Display every line of the items below that contains the string "stem".

:: Material to process

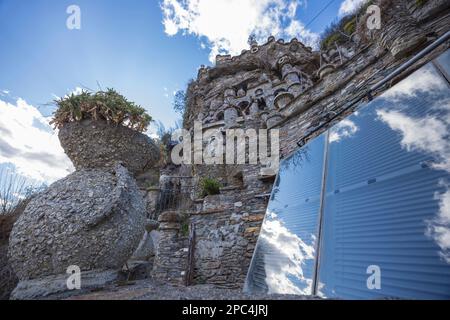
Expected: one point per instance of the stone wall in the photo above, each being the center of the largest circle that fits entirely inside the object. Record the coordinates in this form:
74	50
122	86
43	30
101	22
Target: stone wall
317	90
170	263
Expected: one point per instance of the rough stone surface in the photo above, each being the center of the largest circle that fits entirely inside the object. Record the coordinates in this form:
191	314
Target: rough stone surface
55	286
146	248
301	92
97	144
8	279
92	218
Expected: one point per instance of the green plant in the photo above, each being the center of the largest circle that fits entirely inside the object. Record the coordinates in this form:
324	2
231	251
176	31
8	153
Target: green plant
421	3
209	186
339	31
185	228
106	105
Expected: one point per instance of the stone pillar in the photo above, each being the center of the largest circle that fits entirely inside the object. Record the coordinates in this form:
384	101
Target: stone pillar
254	109
272	119
269	102
230	116
171	254
283	99
399	33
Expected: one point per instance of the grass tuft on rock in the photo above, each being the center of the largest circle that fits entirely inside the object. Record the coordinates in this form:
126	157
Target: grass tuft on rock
106	105
209	187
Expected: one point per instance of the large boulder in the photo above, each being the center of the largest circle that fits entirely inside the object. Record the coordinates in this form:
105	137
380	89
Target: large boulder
93	219
98	144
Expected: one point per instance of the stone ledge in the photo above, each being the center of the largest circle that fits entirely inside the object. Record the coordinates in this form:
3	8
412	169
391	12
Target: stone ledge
55	287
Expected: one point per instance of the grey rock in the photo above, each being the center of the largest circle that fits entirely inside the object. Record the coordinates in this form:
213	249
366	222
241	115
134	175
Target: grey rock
63	226
145	250
98	144
55	286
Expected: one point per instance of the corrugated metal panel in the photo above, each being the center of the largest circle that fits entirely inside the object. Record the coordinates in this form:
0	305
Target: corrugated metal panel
383	193
284	257
385	202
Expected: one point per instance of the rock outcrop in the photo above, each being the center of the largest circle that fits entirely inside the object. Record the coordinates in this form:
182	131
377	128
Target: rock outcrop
92	218
98	144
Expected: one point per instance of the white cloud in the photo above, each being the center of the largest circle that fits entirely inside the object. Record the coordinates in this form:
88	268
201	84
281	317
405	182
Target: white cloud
424	80
350	6
29	142
227	24
429	135
344	129
285	274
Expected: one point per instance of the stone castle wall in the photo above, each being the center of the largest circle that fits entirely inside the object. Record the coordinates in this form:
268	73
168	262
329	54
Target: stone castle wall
301	92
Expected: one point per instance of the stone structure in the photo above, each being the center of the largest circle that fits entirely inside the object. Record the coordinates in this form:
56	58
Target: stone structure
301	92
98	144
92	219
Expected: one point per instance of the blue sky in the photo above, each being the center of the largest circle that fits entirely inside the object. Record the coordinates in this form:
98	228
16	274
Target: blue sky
145	49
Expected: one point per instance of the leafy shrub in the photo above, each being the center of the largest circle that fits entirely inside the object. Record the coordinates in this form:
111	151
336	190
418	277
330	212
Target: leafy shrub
210	186
341	30
106	105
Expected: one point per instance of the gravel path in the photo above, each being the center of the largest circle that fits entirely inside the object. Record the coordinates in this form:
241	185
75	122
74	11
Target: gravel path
153	290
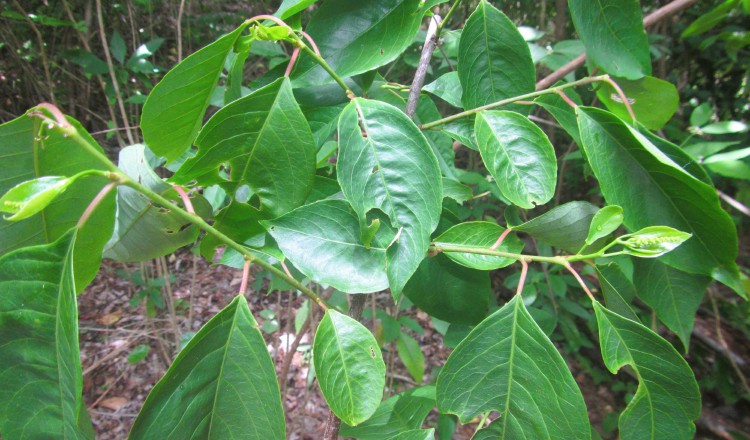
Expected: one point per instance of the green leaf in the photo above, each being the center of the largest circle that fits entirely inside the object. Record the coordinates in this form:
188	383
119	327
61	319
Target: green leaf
479	235
674	295
144	231
562	111
449	292
494	61
31	197
653	241
653	190
353	49
289	8
667	399
462	131
27	154
180	99
349	367
222	385
654	101
565	226
322	240
268	144
710	19
612	31
416	434
41	368
456	191
498	366
519	156
618	291
385	163
448	88
411	355
605	222
401	413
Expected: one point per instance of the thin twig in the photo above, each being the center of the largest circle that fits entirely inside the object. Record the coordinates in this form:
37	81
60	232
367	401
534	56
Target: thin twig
651	19
424	63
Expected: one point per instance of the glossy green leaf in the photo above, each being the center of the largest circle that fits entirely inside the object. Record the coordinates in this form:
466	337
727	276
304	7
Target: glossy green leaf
565	226
401	413
180	99
462	131
27	154
519	156
494	61
349	367
674	295
416	434
31	197
654	101
323	241
562	111
268	144
618	291
613	33
456	191
144	231
479	235
289	8
385	163
221	385
448	88
449	292
498	366
411	355
351	50
667	400
653	190
41	366
652	241
605	222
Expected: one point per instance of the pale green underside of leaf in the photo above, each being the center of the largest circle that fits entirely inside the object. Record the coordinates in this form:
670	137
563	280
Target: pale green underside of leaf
56	155
518	155
358	36
322	240
40	372
403	412
173	112
265	138
674	295
612	31
667	400
393	169
494	61
144	231
653	190
349	367
222	385
508	364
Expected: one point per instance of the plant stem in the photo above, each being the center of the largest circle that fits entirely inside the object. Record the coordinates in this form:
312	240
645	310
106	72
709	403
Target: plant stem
580	82
120	177
318	59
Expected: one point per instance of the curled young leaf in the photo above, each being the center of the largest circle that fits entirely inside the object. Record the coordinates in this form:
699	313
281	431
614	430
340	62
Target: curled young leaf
32	196
653	241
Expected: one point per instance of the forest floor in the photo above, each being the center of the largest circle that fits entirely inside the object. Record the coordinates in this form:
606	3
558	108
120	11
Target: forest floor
115	388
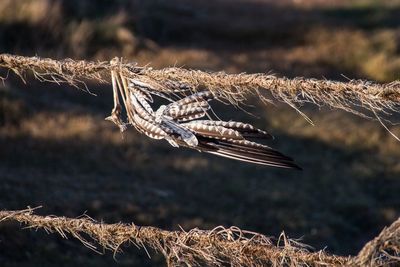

::::

The result:
Expected: one point per instance of the plant stem in the photo above, each being the center of the largest circle that fits entirely inside the object. Record the coordinates in this form:
Target: plant stem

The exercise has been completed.